* Aim of the task *
Search the records for the string "burnt" and copy every line in which it appears.

* Data section *
◇ ◇ ◇
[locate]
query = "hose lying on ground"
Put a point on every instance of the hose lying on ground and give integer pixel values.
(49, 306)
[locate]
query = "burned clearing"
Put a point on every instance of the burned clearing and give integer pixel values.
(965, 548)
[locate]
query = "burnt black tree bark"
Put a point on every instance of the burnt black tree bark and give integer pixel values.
◇ ◇ ◇
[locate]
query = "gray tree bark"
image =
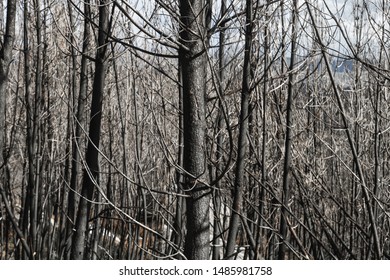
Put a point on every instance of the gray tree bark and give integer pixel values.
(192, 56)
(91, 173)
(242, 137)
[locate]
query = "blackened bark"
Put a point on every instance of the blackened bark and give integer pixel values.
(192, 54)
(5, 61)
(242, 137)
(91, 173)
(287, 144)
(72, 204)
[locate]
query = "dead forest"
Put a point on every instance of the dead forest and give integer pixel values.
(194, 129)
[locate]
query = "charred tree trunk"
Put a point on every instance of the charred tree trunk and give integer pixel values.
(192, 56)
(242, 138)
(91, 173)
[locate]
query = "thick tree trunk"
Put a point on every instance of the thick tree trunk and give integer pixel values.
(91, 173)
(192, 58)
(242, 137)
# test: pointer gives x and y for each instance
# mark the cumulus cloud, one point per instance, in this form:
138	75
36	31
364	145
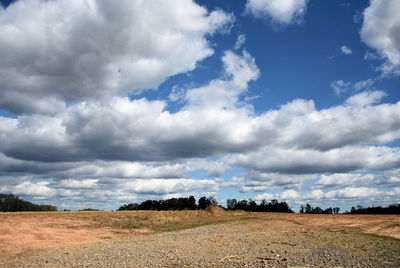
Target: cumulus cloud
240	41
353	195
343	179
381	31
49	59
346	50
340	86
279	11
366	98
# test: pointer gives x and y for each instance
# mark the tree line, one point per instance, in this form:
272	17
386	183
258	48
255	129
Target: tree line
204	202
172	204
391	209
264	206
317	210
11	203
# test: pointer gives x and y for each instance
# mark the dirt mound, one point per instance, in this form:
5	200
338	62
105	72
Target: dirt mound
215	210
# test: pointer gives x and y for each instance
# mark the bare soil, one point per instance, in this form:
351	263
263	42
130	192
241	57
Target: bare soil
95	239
◇ ◇ ◇
* Answer to the problem *
query = "burnt black tree bark"
Put a point on every instance of the burnt black tree bark and give integer pixel values.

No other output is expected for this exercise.